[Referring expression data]
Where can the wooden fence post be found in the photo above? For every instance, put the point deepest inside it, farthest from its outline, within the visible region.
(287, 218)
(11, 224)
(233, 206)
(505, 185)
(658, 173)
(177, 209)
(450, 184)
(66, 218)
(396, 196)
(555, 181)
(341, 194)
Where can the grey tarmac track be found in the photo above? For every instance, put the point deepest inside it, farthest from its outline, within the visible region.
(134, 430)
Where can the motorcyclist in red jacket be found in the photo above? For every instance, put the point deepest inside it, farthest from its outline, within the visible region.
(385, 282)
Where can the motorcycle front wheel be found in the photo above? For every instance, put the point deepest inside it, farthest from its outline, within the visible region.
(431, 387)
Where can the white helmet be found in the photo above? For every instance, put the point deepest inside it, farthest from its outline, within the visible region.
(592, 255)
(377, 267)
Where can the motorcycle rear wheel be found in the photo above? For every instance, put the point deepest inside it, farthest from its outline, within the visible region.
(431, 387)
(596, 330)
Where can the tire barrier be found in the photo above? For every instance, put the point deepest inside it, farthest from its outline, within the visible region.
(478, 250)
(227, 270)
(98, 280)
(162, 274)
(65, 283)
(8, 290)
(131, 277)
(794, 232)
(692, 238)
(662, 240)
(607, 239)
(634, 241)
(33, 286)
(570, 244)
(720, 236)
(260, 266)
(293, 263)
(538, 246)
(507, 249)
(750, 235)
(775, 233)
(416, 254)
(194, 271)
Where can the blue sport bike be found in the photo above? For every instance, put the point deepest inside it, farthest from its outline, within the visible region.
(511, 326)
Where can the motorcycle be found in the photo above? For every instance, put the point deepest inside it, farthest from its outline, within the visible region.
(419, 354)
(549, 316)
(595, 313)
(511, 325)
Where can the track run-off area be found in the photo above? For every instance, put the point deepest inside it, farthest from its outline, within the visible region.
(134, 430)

**What to produce**
All of the data above is to be given again, word for word.

**The answer**
Where can the wooden fence post be found in the photo above? For every instance, put the point deepest inside it, farthest from its outline, within the visible region.
(287, 218)
(11, 224)
(233, 206)
(505, 185)
(658, 173)
(177, 209)
(450, 184)
(66, 218)
(396, 196)
(555, 181)
(341, 194)
Where can the grey tarmac track be found in the photo above? For every instance, put the point deepest inside it, farthest from its outline, within the visible region.
(134, 430)
Where can the motorcyclist in red jacket be found in the photo above? For every instance, put the point deepest inside it, farthest from its outline, within the visible region.
(385, 282)
Where can the motorcycle front wheel be found in the photo above? For every instance, put the point deepest inside it, farthest from its outline, within the visible region.
(431, 387)
Where can the white helmet be found in the photo above? For every instance, put the point deepest inside it, farthest from its outline, within the visible region.
(592, 255)
(377, 267)
Where can the motorcycle rear wheel be found in the photo above? For every instance, put the point deepest inside it, farthest from its outline, within the visible region.
(431, 387)
(596, 330)
Where can the tire barrier be found in the photo above? For every instance, put the point deepest inside it, farthest from its outline, within the visible region.
(478, 250)
(227, 270)
(98, 280)
(162, 274)
(65, 283)
(8, 290)
(131, 277)
(794, 232)
(692, 238)
(662, 240)
(607, 239)
(634, 241)
(33, 286)
(570, 244)
(720, 236)
(260, 266)
(293, 263)
(538, 246)
(507, 249)
(750, 235)
(775, 233)
(416, 254)
(194, 271)
Where can the blue sport bike be found in the photo above? For every instance, put the point deepest inside it, farthest from its outline, within the visible region.
(511, 326)
Where can the motorcycle be found in the photo above? For every instance, put the point deepest inside it, farthest from its outline, within the visible region.
(419, 354)
(549, 316)
(595, 313)
(511, 325)
Where can the track run-off area be found in the photo above? For every instance, put the point deepest inside it, farthest from its outline, within the visible region.
(134, 430)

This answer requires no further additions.